→ Data extracts:
• • • • • • •

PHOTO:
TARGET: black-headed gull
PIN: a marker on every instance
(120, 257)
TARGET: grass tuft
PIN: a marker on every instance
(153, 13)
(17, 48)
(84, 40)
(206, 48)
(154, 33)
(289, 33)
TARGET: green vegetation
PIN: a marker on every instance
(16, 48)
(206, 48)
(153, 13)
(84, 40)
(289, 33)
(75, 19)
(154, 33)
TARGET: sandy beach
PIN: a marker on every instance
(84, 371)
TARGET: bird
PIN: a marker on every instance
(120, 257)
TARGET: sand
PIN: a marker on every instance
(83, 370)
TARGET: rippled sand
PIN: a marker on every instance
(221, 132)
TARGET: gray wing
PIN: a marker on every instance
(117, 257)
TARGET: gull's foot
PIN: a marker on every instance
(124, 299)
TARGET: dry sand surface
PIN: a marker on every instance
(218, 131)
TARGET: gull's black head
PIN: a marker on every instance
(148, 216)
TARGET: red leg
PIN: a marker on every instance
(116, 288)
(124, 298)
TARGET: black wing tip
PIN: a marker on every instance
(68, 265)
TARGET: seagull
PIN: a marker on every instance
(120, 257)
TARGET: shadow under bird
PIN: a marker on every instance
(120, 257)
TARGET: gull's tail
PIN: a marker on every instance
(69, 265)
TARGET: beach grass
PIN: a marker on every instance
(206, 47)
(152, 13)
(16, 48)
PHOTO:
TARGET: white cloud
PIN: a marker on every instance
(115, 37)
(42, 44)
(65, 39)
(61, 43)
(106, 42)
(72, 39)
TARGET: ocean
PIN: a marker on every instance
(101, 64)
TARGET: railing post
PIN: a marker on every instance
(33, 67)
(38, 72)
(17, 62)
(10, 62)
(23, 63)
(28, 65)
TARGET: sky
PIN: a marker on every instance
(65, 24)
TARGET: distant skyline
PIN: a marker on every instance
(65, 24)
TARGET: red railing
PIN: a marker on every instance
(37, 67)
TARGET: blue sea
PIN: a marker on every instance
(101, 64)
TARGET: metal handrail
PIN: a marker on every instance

• • • • • • •

→ Task: All lines above with "wing" in them should be returned.

→ Written solution:
TARGET: gray wing
TARGET: black wing tip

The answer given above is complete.